Master(s) of the house

When 3B was an infant and toddler, Mama and I paid acute attention to every detail of his development. I noted here in this blog each breath, blink and step, it seems, complete with 8 x 10 glossy photos with circles and arrows and a paragraph on the back of each one...or at least a video.

Jewel is, of course, the second child, which means that we check once or twice a day to ensure she's still breathing, only really look at her eyes if she's got a raging case of conjunctivitis, and have recently noticed that she can now beat us down the hallway to the elevator, so we suppose she's walking. Or something.

What fascinated me about 3B is that, despite all of our careful attention to each detail, he learned to do everything on his own. Sure, we talked to him, but we didn't formally teach him to shape sounds and words--he sorted that out on his own. Same with walking--he saw us walking, and we would hold his hands for him to pull up on and cruise around with, but he sorted out all of the falling and catching that walking entails on his own.

With Jewel, the learning seems even more miraculous, since we're often not even talking directly to her, but rather her brother, who's chatty enough that he could occupy all 535 members of Congress with conversation--and other antics--simultaneously. Don't be surprised if her first words are, "That's a time out." And we certainly weren't available as often as she wanted to offer support for walking, but now she's literally off and running.

_Data block_.
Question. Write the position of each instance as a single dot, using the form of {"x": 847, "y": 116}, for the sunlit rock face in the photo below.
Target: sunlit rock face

_Instruction A_.
Answer these about the blog post:
(i) How many members of Congress could 3B occupy with conversation, according to the post?
(ii) How often do the parents check that Jewel is still breathing?
(iii) What does the post suggest Jewel's first words might be?
_Instruction B_.
Transcribe everything in the blog post from "When 3B was" down to "walking. Or something.".

_Written response A_.
(i) 535
(ii) Once or twice a day
(iii) "That's a time out."

_Written response B_.
When 3B was an infant and toddler, Mama and I paid acute attention to every detail of his development. I noted here in this blog each breath, blink and step, it seems, complete with 8 x 10 glossy photos with circles and arrows and a paragraph on the back of each one...or at least a video.

Jewel is, of course, the second child, which means that we check once or twice a day to ensure she's still breathing, only really look at her eyes if she's got a raging case of conjunctivitis, and have recently noticed that she can now beat us down the hallway to the elevator, so we suppose she's walking. Or something.